Stored dataset rows:
☆ ☆ ☆ ☆ ☆ ☆ ☆

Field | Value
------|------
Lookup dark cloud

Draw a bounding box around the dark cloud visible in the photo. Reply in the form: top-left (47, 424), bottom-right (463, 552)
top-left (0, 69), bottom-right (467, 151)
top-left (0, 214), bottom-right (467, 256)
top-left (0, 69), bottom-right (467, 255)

☆ ☆ ☆ ☆ ☆ ☆ ☆

Written request:
Output every row above verbatim, with no changes.

Response for this exercise:
Field | Value
------|------
Lookup dark cloud

Draw a bounding box around the dark cloud visible in the photo. Reply in the form: top-left (47, 424), bottom-right (463, 552)
top-left (0, 69), bottom-right (467, 151)
top-left (0, 214), bottom-right (467, 256)
top-left (0, 69), bottom-right (467, 255)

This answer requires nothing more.